▸ Task goal
Search the records for the word "green" and pick out every line that has it.

Dataset entries
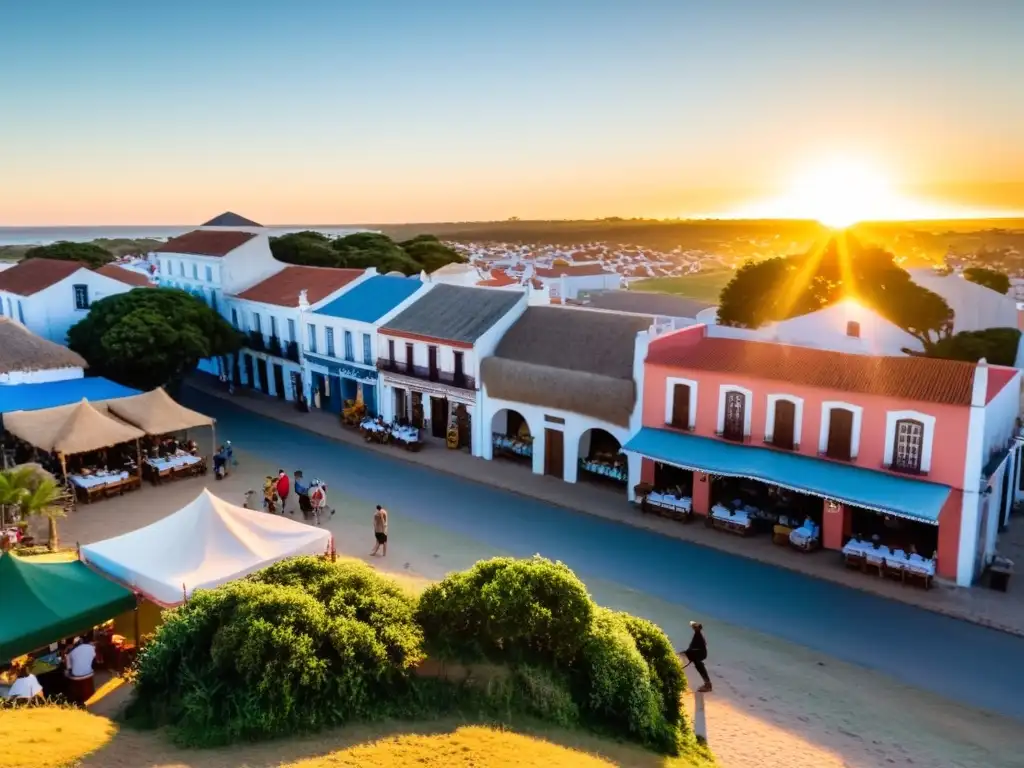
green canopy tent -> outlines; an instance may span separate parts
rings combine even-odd
[[[0,663],[135,608],[135,595],[80,562],[0,554]]]

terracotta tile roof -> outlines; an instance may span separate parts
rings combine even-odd
[[[486,280],[481,280],[477,285],[483,288],[504,288],[508,285],[516,285],[519,282],[518,278],[509,277],[502,269],[491,270],[491,276]]]
[[[589,277],[592,275],[610,275],[600,264],[573,264],[568,267],[538,267],[537,277]]]
[[[974,389],[974,363],[849,355],[740,339],[704,338],[688,346],[654,343],[647,362],[947,405],[970,405]]]
[[[17,266],[0,272],[0,291],[31,296],[86,267],[77,261],[60,259],[24,259]]]
[[[262,283],[256,283],[238,294],[239,299],[274,304],[278,307],[299,306],[299,292],[306,291],[310,304],[326,299],[363,274],[362,269],[289,266]]]
[[[1010,383],[1017,375],[1016,368],[1004,368],[1000,365],[993,365],[988,369],[988,391],[985,393],[985,402],[991,403],[992,398],[1003,391],[1003,387]]]
[[[149,278],[141,272],[136,272],[134,269],[125,269],[116,264],[104,264],[96,272],[126,285],[136,285],[139,287],[152,287],[153,285]]]
[[[197,229],[184,235],[172,237],[159,248],[156,253],[190,253],[196,256],[227,256],[235,248],[245,245],[256,235],[252,232],[234,230],[218,231],[214,229]]]

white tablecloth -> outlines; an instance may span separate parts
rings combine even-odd
[[[378,424],[376,421],[364,421],[360,425],[360,428],[365,429],[367,432],[387,432],[387,424]]]
[[[806,523],[802,524],[799,528],[794,528],[789,532],[789,540],[798,547],[807,546],[812,541],[818,541],[821,538],[821,528],[814,523],[808,527]]]
[[[885,560],[890,565],[899,565],[911,571],[927,573],[929,576],[935,575],[934,560],[926,560],[920,555],[907,555],[901,549],[893,551],[884,545],[875,549],[870,542],[850,539],[843,547],[843,554],[864,555],[872,563],[881,563]]]
[[[665,507],[666,509],[676,509],[680,512],[689,512],[693,506],[693,499],[689,496],[678,498],[668,493],[649,493],[647,494],[647,501],[650,504],[657,504],[659,507]]]
[[[403,443],[418,443],[420,441],[420,431],[414,427],[393,429],[391,430],[391,436],[395,440],[401,440]]]
[[[745,510],[738,509],[735,512],[730,513],[730,510],[723,507],[721,504],[715,504],[711,508],[711,516],[716,520],[728,520],[729,522],[742,525],[744,528],[750,527],[750,516],[747,515]]]
[[[146,463],[158,472],[166,472],[170,469],[178,469],[180,467],[188,467],[192,464],[198,464],[199,457],[186,454],[184,456],[171,456],[166,459],[146,459]]]
[[[128,479],[127,472],[111,473],[109,475],[71,475],[71,482],[79,488],[99,488],[103,485],[111,485]]]

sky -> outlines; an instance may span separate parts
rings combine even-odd
[[[1024,211],[1024,0],[33,0],[0,226],[761,210],[835,157]]]

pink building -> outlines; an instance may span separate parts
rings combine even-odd
[[[651,342],[643,427],[625,449],[694,514],[760,499],[755,510],[813,520],[826,549],[877,536],[968,586],[1019,495],[1020,375],[696,325]]]

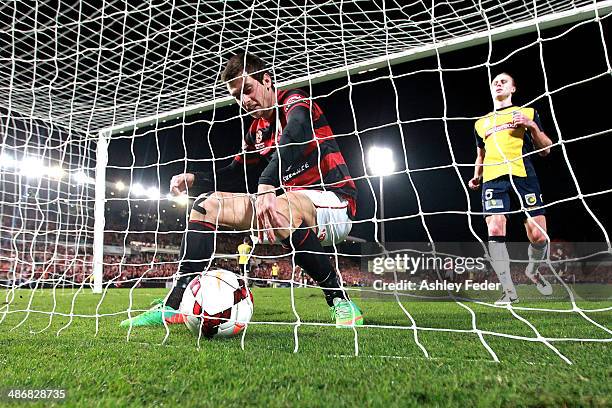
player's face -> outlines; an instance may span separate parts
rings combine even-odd
[[[491,82],[491,95],[493,99],[506,99],[516,91],[514,80],[508,74],[499,74]]]
[[[227,85],[227,89],[236,101],[254,118],[267,118],[274,106],[272,81],[268,74],[263,83],[250,75],[236,78]]]

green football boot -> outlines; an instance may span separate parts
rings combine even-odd
[[[141,327],[141,326],[163,326],[164,319],[166,324],[185,323],[185,315],[170,306],[163,306],[164,299],[154,299],[151,304],[154,305],[150,310],[134,316],[130,319],[125,319],[119,326],[121,327]]]
[[[336,327],[363,326],[363,314],[351,300],[335,298],[330,310],[332,319],[336,319]]]

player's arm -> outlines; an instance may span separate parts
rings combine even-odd
[[[533,140],[533,145],[537,150],[544,149],[539,152],[540,156],[547,156],[550,153],[552,140],[550,140],[550,138],[542,130],[542,124],[540,122],[540,115],[538,115],[538,112],[534,112],[533,120],[520,113],[514,115],[513,119],[514,123],[523,125],[527,128],[527,130],[529,130],[531,140]]]
[[[190,172],[177,174],[170,180],[170,193],[178,195],[189,189],[193,189],[192,196],[197,196],[208,191],[236,191],[244,190],[244,164],[247,171],[254,165],[259,164],[259,153],[255,146],[249,144],[247,137],[243,139],[242,152],[234,156],[232,162],[216,172]],[[216,184],[215,184],[216,181]]]
[[[468,186],[472,190],[478,190],[480,188],[480,183],[482,182],[482,164],[484,163],[485,158],[485,145],[478,132],[474,129],[474,137],[476,138],[476,160],[474,162],[474,177],[470,179],[468,182]]]
[[[305,106],[293,106],[287,114],[287,125],[283,129],[278,149],[272,154],[270,163],[259,177],[260,185],[279,187],[279,160],[284,166],[302,159],[305,142],[312,140],[313,129],[310,120],[310,109]]]
[[[203,192],[212,190],[231,190],[244,179],[243,170],[244,168],[242,163],[236,159],[233,159],[229,165],[218,168],[214,174],[211,171],[194,172],[193,174],[195,176],[195,181],[193,183],[193,187],[194,189],[201,190]],[[215,179],[217,181],[216,188]]]
[[[279,161],[283,165],[295,163],[302,158],[305,144],[312,139],[312,121],[310,109],[303,106],[293,106],[287,113],[287,125],[281,134],[279,147],[272,153],[272,159],[259,177],[257,187],[257,220],[260,228],[267,230],[268,240],[274,242],[275,235],[271,227],[282,227],[276,213],[276,189],[280,186]],[[292,145],[293,144],[293,145]]]
[[[217,179],[216,190],[223,191],[237,184],[239,176],[242,174],[241,166],[236,160],[225,167],[217,170],[216,177],[211,171],[181,173],[172,177],[170,180],[170,194],[179,195],[189,190],[192,196],[196,196],[205,191],[215,190],[215,178]]]

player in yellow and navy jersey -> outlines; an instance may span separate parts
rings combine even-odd
[[[516,92],[514,78],[501,73],[491,82],[495,110],[476,121],[476,165],[468,185],[477,190],[482,184],[482,208],[489,233],[491,264],[504,289],[498,304],[518,301],[510,276],[510,258],[506,248],[506,214],[510,198],[516,197],[528,214],[525,230],[529,245],[529,264],[525,274],[540,293],[552,294],[552,287],[538,272],[546,253],[546,217],[542,208],[540,184],[531,162],[534,150],[540,156],[550,152],[552,141],[542,130],[535,109],[512,104]],[[526,215],[527,215],[526,214]]]
[[[238,245],[238,265],[240,272],[245,276],[249,274],[249,261],[251,260],[251,250],[253,247],[249,245],[249,239],[244,237],[242,244]]]

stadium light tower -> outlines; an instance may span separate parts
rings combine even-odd
[[[393,161],[393,150],[388,147],[372,146],[368,150],[368,167],[373,176],[378,177],[380,195],[380,242],[385,243],[385,199],[383,178],[395,171],[395,161]]]
[[[20,173],[27,178],[41,178],[45,174],[45,166],[37,157],[26,157],[20,163]]]

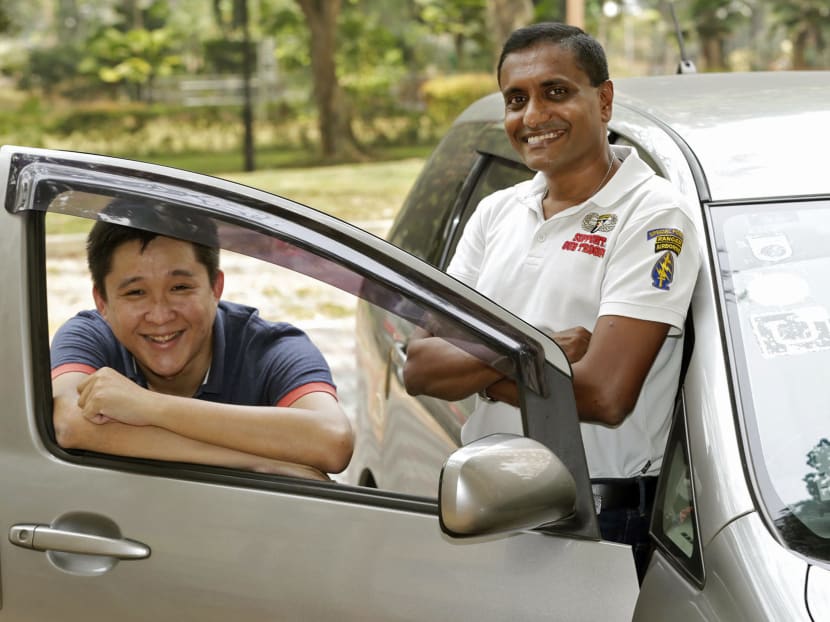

▸ Solution to this exercise
green canopy tent -> outlines; an instance may span separate parts
green football boot -> outlines; an instance may span separate parts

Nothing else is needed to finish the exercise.